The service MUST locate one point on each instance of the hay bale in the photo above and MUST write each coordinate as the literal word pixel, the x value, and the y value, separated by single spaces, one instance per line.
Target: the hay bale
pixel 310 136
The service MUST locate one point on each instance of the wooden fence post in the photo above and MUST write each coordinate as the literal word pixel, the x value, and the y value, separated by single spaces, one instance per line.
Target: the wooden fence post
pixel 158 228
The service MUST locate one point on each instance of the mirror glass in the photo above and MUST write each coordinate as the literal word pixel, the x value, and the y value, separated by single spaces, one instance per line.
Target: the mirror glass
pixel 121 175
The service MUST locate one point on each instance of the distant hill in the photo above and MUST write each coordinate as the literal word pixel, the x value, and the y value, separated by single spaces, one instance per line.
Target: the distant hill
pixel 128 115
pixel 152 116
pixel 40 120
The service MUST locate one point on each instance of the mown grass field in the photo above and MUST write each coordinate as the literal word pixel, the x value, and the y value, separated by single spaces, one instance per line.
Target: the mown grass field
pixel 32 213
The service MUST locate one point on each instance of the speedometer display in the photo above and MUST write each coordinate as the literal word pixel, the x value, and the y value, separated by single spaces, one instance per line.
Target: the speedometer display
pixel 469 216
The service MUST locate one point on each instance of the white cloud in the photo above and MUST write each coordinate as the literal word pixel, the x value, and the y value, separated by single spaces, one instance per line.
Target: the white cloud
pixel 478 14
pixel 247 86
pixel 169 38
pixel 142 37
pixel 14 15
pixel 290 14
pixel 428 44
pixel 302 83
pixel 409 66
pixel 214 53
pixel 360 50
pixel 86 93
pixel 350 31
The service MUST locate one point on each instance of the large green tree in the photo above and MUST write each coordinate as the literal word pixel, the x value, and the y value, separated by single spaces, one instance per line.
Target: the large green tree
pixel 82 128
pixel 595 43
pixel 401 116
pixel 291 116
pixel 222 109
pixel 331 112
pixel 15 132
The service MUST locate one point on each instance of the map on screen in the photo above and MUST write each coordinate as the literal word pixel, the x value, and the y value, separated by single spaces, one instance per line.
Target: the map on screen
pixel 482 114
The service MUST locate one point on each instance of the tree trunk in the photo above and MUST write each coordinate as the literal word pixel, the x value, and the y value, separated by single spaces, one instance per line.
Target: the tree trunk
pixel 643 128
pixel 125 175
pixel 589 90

------

## REQUIREMENTS
Turn all of the data above into a Markdown table with the columns Row and Line. Put each line in its own numbered row and leave out blank lines.

## RESULT OF THE TASK
| Row | Line |
|---|---|
| 1 | The service MUST locate one point on each instance of the hay bale in the photo above and MUST write each coordinate as the literal word pixel, the x value, and the y value, separated by single spaces, one instance per line. |
| 2 | Target: the hay bale |
| 3 | pixel 310 136 |
| 4 | The service MUST locate one point on each instance of the wooden fence post in the photo above and MUST write each coordinate as the literal word pixel, the x value, and the y value, separated by single spaces, one instance per line. |
| 5 | Target: the wooden fence post |
| 6 | pixel 158 228 |
| 7 | The service MUST locate one point on each instance of the mirror glass in the photo above and MUST write each coordinate as the literal word pixel, the x value, and the y value, separated by single spaces, one instance per line. |
| 8 | Target: the mirror glass |
| 9 | pixel 121 175 |
| 10 | The service MUST locate one point on each instance of the distant hill in the photo above and MUST write each coordinate as the literal word pixel, the x value, and the y value, separated by single spaces, one instance per line. |
| 11 | Target: the distant hill |
| 12 | pixel 128 115 |
| 13 | pixel 152 116 |
| 14 | pixel 40 120 |
| 15 | The service MUST locate one point on each instance of the mown grass field in the photo above and MUST write each coordinate as the literal word pixel, the x value, and the y value, separated by single spaces, one instance per line. |
| 16 | Target: the mown grass field |
| 17 | pixel 32 213 |
| 18 | The service MUST locate one point on each instance of the speedometer display in the photo above and MUST write each coordinate as the literal word pixel, the x value, and the y value, separated by single spaces, one instance per line. |
| 19 | Target: the speedometer display |
| 20 | pixel 469 216 |
| 21 | The service MUST locate one point on each instance of the white cloud in the photo above and MUST write each coordinate as the literal word pixel, the x value, and the y value, separated by single spaces, one instance per line. |
| 22 | Target: the white cloud |
| 23 | pixel 478 14 |
| 24 | pixel 247 86 |
| 25 | pixel 169 38 |
| 26 | pixel 142 37 |
| 27 | pixel 14 15 |
| 28 | pixel 290 14 |
| 29 | pixel 428 44 |
| 30 | pixel 302 83 |
| 31 | pixel 409 66 |
| 32 | pixel 214 53 |
| 33 | pixel 360 50 |
| 34 | pixel 86 93 |
| 35 | pixel 350 31 |
| 36 | The service MUST locate one point on each instance of the large green tree in the photo above and MUST write each coordinate as the literal word pixel, the x value, and the y value, separated by single spaces, one instance per line. |
| 37 | Target: the large green tree |
| 38 | pixel 82 128 |
| 39 | pixel 595 43 |
| 40 | pixel 401 116 |
| 41 | pixel 291 116 |
| 42 | pixel 222 109 |
| 43 | pixel 331 112 |
| 44 | pixel 15 132 |
| 45 | The service MUST locate one point on each instance of the map on screen in the photo above and MUST write each coordinate as the literal word pixel, the x value, and the y value, separated by single spaces, one instance per line. |
| 46 | Target: the map on screen |
| 47 | pixel 482 114 |
| 48 | The service MUST locate one point on each instance of the tree trunk in the photo above and MUST write each coordinate as the literal word pixel, the x value, and the y value, separated by single spaces, one instance per line. |
| 49 | Target: the tree trunk |
| 50 | pixel 643 128 |
| 51 | pixel 125 175 |
| 52 | pixel 589 90 |